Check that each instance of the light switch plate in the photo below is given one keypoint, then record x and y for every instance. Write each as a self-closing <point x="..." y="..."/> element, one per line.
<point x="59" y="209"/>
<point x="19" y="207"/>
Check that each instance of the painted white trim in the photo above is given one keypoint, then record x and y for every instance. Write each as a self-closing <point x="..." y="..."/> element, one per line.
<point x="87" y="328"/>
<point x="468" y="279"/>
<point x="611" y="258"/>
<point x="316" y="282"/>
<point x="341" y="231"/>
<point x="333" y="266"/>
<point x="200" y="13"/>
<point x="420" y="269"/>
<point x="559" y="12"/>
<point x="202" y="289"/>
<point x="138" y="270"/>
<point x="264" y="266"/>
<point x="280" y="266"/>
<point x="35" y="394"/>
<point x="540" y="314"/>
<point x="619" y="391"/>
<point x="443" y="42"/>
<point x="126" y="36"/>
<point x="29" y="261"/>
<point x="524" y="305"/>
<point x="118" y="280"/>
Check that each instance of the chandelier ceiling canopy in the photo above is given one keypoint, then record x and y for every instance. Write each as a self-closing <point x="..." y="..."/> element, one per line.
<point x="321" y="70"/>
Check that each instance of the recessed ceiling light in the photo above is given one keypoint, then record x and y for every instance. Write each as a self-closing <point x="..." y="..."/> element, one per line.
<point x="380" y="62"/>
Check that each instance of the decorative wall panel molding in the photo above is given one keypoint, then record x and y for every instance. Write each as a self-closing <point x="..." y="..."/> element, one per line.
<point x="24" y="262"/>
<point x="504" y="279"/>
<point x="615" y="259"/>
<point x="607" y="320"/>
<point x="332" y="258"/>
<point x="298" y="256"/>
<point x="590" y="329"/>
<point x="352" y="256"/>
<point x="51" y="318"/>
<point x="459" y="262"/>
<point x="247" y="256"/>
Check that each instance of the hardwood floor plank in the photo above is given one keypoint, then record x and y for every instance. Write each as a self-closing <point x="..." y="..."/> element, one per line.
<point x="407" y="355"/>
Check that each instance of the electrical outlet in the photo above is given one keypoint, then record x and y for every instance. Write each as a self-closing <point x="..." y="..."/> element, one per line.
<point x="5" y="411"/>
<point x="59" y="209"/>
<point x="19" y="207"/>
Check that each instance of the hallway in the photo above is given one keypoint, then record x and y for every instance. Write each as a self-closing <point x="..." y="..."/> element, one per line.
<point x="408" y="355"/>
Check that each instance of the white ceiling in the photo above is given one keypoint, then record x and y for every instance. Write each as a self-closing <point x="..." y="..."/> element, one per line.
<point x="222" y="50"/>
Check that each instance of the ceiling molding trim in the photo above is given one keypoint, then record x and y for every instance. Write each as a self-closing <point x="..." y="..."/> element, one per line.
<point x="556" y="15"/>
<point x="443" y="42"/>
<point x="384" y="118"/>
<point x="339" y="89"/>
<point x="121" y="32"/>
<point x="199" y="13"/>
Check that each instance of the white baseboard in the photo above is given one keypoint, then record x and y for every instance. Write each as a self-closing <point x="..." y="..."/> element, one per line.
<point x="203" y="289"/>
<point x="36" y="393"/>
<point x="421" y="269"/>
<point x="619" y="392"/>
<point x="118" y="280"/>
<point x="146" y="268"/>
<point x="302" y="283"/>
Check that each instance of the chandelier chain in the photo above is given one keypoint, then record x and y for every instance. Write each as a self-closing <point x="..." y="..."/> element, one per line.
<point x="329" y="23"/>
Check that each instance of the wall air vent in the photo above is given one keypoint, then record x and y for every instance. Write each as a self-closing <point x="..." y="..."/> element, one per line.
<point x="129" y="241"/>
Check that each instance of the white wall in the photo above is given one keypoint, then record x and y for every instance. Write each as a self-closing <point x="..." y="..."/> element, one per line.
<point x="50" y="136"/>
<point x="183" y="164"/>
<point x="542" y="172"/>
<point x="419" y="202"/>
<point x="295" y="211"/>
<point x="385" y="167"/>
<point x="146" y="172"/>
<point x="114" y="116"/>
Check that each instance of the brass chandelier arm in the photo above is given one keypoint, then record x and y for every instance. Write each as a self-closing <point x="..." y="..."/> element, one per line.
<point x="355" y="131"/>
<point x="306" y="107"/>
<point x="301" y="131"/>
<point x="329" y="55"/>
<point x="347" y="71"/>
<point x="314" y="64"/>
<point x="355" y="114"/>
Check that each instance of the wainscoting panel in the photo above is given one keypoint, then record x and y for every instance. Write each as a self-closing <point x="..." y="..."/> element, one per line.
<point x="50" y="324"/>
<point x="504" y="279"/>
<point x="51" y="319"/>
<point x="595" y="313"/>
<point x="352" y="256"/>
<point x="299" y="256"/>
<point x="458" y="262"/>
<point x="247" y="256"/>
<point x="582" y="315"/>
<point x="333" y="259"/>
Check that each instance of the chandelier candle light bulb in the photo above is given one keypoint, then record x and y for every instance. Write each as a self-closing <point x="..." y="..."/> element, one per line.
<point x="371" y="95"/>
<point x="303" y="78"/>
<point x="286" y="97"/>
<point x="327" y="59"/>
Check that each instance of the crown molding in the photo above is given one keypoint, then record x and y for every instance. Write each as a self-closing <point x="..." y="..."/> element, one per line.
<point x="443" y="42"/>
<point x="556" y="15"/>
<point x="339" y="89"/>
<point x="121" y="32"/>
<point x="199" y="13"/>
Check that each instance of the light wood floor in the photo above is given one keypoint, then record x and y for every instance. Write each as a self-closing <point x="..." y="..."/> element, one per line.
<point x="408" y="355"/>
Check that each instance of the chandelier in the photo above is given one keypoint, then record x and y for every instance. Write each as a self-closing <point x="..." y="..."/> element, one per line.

□ □ □ □

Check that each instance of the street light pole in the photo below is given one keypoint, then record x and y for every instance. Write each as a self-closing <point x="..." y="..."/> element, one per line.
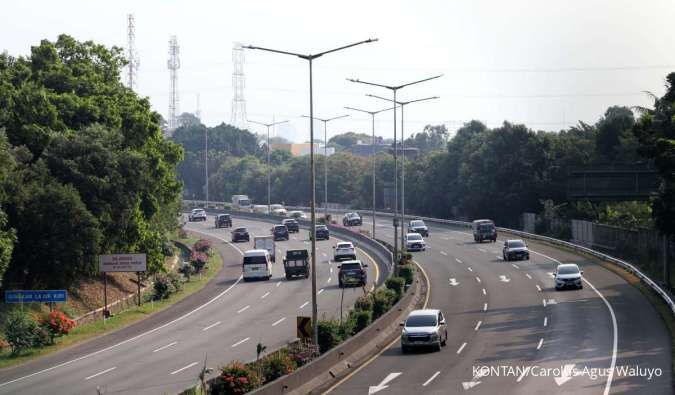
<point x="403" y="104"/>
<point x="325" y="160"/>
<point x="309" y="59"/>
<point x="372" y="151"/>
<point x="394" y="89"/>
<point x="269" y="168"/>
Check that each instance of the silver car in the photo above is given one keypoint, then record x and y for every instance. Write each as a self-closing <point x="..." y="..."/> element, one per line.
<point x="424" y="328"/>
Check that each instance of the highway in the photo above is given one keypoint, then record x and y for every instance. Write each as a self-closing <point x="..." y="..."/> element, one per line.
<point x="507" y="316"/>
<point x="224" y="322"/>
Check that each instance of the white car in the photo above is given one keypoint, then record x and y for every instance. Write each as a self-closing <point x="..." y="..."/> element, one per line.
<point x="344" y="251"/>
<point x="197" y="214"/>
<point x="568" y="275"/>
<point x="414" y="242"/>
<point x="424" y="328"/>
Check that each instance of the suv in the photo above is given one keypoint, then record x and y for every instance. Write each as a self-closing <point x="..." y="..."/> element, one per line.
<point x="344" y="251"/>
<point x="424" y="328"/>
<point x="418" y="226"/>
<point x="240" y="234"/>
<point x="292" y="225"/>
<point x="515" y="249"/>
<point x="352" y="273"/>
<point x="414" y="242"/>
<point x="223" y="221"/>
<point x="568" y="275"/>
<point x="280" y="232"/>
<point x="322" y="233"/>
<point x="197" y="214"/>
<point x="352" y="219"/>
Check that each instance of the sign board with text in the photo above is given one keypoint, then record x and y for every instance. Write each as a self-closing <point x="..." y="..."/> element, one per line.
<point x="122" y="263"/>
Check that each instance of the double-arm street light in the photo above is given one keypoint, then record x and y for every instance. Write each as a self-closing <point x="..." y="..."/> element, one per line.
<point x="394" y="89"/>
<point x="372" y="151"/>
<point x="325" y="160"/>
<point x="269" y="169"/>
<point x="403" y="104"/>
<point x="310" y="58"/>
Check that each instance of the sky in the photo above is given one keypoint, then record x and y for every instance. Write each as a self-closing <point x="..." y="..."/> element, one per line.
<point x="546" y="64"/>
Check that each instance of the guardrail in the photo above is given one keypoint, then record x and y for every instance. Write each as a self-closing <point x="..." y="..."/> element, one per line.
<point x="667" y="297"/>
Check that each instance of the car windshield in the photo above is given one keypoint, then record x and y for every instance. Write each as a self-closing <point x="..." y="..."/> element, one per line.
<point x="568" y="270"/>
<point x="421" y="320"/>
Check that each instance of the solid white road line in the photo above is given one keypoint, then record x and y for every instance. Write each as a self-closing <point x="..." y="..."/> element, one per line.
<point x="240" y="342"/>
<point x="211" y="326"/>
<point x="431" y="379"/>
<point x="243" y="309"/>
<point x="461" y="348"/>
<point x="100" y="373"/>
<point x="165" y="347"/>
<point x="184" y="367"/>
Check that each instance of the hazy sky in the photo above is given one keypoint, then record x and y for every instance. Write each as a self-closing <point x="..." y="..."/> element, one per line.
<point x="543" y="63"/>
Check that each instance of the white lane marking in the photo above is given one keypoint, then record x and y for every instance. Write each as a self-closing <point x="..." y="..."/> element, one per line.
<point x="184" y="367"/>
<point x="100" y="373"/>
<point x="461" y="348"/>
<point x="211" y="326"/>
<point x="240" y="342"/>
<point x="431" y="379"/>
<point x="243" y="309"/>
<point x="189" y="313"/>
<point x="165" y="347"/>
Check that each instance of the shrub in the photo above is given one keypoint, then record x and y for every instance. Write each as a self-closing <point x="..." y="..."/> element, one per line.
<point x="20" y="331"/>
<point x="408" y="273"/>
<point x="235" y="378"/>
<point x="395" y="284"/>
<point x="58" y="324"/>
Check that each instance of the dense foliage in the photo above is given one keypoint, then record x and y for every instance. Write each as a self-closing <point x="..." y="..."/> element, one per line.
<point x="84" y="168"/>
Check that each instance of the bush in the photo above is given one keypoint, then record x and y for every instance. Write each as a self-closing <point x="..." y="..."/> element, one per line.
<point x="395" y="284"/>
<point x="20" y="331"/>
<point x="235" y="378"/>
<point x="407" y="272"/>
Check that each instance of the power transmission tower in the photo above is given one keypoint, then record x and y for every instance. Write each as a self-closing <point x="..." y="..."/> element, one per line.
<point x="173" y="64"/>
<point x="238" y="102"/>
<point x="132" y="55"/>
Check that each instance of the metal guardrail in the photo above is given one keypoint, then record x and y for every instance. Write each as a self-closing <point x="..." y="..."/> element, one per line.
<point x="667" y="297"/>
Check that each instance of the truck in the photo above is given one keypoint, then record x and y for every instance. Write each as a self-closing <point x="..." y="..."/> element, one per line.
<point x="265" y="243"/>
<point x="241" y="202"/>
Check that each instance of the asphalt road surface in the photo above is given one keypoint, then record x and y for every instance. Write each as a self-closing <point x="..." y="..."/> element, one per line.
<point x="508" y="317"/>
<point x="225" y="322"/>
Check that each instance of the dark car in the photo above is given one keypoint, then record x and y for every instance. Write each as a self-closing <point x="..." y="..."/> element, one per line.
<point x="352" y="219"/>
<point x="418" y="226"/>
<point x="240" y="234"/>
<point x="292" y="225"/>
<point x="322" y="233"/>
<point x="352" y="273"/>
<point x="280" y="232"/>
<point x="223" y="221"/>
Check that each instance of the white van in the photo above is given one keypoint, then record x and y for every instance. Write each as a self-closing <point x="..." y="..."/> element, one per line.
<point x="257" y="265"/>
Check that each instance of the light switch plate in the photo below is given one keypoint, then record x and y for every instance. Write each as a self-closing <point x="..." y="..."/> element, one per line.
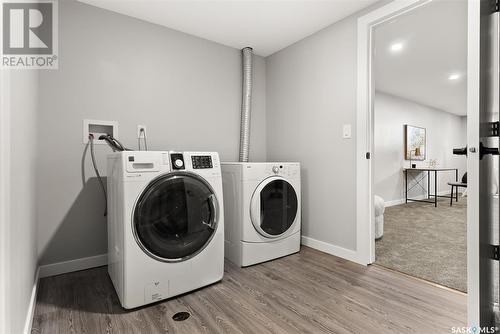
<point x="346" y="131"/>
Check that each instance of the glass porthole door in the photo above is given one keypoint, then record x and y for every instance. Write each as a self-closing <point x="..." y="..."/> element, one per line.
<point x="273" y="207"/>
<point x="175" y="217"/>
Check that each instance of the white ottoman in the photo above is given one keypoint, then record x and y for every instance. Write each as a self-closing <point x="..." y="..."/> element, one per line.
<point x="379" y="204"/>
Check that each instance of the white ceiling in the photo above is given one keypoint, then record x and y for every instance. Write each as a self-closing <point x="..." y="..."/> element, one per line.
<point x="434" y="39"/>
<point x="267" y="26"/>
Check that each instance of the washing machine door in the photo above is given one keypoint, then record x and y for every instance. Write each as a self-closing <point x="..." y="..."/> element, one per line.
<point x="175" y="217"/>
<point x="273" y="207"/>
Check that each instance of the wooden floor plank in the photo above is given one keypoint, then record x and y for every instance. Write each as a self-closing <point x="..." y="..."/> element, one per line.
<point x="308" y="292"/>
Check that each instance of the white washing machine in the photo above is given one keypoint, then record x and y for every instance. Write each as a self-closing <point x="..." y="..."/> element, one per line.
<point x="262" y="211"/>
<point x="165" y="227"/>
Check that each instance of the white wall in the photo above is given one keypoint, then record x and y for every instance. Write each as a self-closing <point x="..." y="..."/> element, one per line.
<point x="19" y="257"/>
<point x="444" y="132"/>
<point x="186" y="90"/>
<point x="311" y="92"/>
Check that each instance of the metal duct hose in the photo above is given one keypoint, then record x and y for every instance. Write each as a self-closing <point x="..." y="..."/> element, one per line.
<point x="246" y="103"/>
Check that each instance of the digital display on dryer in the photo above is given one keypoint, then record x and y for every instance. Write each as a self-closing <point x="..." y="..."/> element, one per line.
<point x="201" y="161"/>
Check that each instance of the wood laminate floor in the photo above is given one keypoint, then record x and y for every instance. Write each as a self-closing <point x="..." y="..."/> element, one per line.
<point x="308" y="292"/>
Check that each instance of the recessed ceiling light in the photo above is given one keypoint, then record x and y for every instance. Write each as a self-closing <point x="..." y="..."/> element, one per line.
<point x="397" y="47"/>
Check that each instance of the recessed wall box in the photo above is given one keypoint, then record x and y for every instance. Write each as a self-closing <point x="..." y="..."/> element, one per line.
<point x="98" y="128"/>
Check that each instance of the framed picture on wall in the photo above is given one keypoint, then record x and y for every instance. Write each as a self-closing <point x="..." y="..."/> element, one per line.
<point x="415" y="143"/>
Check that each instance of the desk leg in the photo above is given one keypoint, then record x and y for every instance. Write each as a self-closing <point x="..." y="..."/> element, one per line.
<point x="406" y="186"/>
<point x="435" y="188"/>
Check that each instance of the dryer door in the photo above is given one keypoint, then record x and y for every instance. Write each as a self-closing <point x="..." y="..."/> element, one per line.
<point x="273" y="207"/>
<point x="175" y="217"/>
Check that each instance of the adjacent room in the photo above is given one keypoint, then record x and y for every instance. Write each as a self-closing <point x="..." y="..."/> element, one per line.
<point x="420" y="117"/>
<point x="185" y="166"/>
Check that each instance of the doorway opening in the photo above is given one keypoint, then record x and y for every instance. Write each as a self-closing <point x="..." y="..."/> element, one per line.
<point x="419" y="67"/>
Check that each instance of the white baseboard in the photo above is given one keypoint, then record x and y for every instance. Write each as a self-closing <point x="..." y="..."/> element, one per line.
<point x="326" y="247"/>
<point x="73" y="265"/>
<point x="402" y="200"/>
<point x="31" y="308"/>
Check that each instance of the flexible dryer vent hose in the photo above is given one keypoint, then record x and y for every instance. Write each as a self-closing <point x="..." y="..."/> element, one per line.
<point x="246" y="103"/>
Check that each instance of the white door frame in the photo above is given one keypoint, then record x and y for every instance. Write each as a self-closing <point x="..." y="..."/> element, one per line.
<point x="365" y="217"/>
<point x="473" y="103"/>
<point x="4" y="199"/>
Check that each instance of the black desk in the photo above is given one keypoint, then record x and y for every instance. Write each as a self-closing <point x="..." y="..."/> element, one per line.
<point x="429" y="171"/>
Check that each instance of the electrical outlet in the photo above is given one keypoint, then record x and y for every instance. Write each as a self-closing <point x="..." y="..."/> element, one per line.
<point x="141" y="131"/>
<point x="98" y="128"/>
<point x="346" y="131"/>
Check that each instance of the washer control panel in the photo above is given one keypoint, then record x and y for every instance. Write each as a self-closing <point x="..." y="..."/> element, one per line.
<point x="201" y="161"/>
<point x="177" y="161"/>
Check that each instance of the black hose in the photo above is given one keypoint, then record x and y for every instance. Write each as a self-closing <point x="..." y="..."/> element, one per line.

□ □ □ □

→ **Problem description**
Show each line of the entries above that contains the string "vent", copied in full. The match is case-sensitive.

→ **Final result**
Check that each instance of the wall air vent in the photo above is given one keypoint, then record x and y for every instance. Write each as a self-closing <point x="..." y="..."/> element, one per line.
Check that each instance of the flexible dryer vent hose in the photo above is given one keypoint, then record x and y for every instance. Write each as a self-closing <point x="..." y="..."/> element, one per line.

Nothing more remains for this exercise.